=== Short task ===
Quote every line of the material beneath this one.

====== Data provided

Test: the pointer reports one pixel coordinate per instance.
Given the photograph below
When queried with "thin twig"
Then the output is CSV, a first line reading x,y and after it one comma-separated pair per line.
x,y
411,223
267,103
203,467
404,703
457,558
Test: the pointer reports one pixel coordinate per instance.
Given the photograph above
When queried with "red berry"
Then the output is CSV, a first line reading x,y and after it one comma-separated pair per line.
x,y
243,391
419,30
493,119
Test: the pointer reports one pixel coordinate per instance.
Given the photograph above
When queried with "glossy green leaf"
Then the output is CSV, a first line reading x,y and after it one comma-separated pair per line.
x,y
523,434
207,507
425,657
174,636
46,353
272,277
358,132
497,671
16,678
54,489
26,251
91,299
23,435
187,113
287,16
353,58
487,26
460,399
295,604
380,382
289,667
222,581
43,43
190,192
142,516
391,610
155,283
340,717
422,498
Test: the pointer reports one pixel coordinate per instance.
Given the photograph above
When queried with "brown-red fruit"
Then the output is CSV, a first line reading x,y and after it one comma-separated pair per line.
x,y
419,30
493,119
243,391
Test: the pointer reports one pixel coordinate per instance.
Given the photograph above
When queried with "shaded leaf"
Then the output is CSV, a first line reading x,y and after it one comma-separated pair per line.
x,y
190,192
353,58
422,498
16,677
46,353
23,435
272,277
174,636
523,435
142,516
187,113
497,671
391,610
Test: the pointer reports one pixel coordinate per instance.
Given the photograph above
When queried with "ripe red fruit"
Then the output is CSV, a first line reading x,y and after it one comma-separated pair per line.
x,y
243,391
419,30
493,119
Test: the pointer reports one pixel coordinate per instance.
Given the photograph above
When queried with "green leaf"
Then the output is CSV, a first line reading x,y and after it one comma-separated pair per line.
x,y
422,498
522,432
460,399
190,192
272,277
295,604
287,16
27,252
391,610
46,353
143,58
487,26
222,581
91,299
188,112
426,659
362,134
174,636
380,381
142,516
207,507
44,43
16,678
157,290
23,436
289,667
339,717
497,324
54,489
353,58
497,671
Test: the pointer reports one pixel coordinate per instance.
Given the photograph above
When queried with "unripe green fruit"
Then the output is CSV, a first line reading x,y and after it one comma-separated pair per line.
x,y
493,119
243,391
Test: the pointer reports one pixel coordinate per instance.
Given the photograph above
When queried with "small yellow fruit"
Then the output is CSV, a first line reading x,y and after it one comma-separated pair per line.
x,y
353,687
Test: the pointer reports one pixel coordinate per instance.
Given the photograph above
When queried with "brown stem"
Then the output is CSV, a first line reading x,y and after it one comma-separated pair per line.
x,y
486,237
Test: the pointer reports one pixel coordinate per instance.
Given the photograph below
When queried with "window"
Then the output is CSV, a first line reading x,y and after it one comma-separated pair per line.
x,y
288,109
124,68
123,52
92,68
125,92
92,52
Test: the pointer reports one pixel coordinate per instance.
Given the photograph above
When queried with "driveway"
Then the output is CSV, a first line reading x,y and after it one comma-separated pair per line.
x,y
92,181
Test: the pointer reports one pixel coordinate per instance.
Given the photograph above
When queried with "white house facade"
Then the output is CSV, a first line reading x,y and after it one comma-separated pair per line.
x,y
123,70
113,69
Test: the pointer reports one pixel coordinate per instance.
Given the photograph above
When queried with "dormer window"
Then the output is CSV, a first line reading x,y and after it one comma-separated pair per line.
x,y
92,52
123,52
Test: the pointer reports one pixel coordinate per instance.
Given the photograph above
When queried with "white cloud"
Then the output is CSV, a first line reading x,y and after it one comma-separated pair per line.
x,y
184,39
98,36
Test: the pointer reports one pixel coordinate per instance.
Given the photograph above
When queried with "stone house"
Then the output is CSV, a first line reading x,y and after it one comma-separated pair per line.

============

=== Output for this exercise ===
Test: the pointer reports one pixel coordinate per instance.
Given the photograph below
When queried with "thin twig"
Then the output is CSV, a first line reading x,y and after it one comma-separated pair per line.
x,y
411,223
267,103
203,467
404,703
457,558
Test: the pointer reports one pixel coordinate per instance.
Given the photograph above
When queried with "red berry"
Then the output is CSV, a first line reading x,y and after it one comma-separated pair per line.
x,y
243,391
419,30
493,119
Test: the pointer reports one pixel coordinate per instance.
Given the photograph above
When queried with "glossy green leaf"
Then the output is CSV, a first line reading x,y and after it one comma-separated pair per line.
x,y
523,434
207,507
425,657
174,636
46,353
272,277
358,132
497,671
16,678
54,489
26,251
91,299
23,435
187,113
287,16
353,58
487,26
460,399
295,604
380,382
289,667
222,581
43,43
190,192
142,516
391,610
155,283
340,717
422,498
Test: the pointer reports one pixel coordinate per instance.
Given the photograph above
When queried with "brown-red fruit"
Then the output is CSV, a first line reading x,y and after it one comma-separated pair per line.
x,y
419,30
493,119
243,391
Test: the pointer reports one pixel coordinate per instance.
Given the photograph above
When queried with "shaded leaf"
Then the output is CSV, a first line reading x,y and after it one comma-separated pair per line.
x,y
190,192
353,58
422,498
16,677
46,353
23,435
272,277
174,636
523,435
142,516
187,113
497,671
391,610
Test: the pointer reports one pixel coordinate per instance.
Given the photograph above
When queried with "ripe red fruit"
Then the output is CSV, a first line reading x,y and after it one comma-separated pair per line.
x,y
243,391
419,30
493,119
Test: the pointer reports one pixel coordinate per instance.
Given the photograph above
When queried with "green leaf"
Then the output is CSV, a first line reading x,y and after it one comma-separated pair per line.
x,y
422,498
522,432
460,399
190,192
272,277
295,604
287,16
27,252
391,610
46,353
143,58
487,26
222,581
91,299
188,112
426,659
362,134
174,636
380,381
142,516
207,507
44,43
16,678
157,290
23,436
289,667
339,717
497,324
54,489
353,58
497,671
Test: the pointer reports one pixel coordinate per instance.
Given the photograph above
When queried with "unripe green fruit"
Then the output is CSV, a first line reading x,y and after it one comma-separated pair per line.
x,y
493,119
243,391
Test: the pointer reports one pixel coordinate per instance.
Given the photograph above
When queried with "small yellow fruit"
Then the output is CSV, a first line reading x,y and after it one comma-separated pair per line.
x,y
353,687
Test: the pointer reports one pixel coordinate per instance.
Given the photograph above
When queried with "brown stem"
Then the output is CSV, a first line reading x,y and after it one comma-separated pair per line.
x,y
486,237
Test: the pointer reports one pixel coordinate per instance.
Given the photograph below
When queried with "window"
Then the output is CSV, a first line reading x,y and after it one comma-separated pair per line.
x,y
288,109
124,68
123,52
92,68
125,92
92,52
Test: the pointer reports one pixel coordinate per instance.
Given the photograph above
When queried with "driveway"
Then the output is CSV, a first line reading x,y and after it one comma-separated pair per line.
x,y
92,181
Test: the pointer reports one pixel coordinate per instance.
Given the photograph above
When queried with "white house facade"
Then the output is CSV, a first line reading x,y and after it one comma-separated pair per line.
x,y
123,70
113,69
Test: the pointer reports one pixel coordinate per instance.
Given the photograph above
When queried with "dormer window"
Then the output is CSV, a first line reading x,y and after it one comma-separated pair per line.
x,y
92,52
123,52
Test: the pointer reports one pixel coordinate per instance.
Given the photograph above
When queried with "white cloud"
Then the output is CSV, a first line reading x,y and after it one comma-separated pair per line.
x,y
184,39
98,36
Test: the pointer reports one pixel coordinate per instance.
Given the photograph above
When queried with "stone house"
Then the output is CSV, a first line reading x,y and after it one comma-separated pair per line.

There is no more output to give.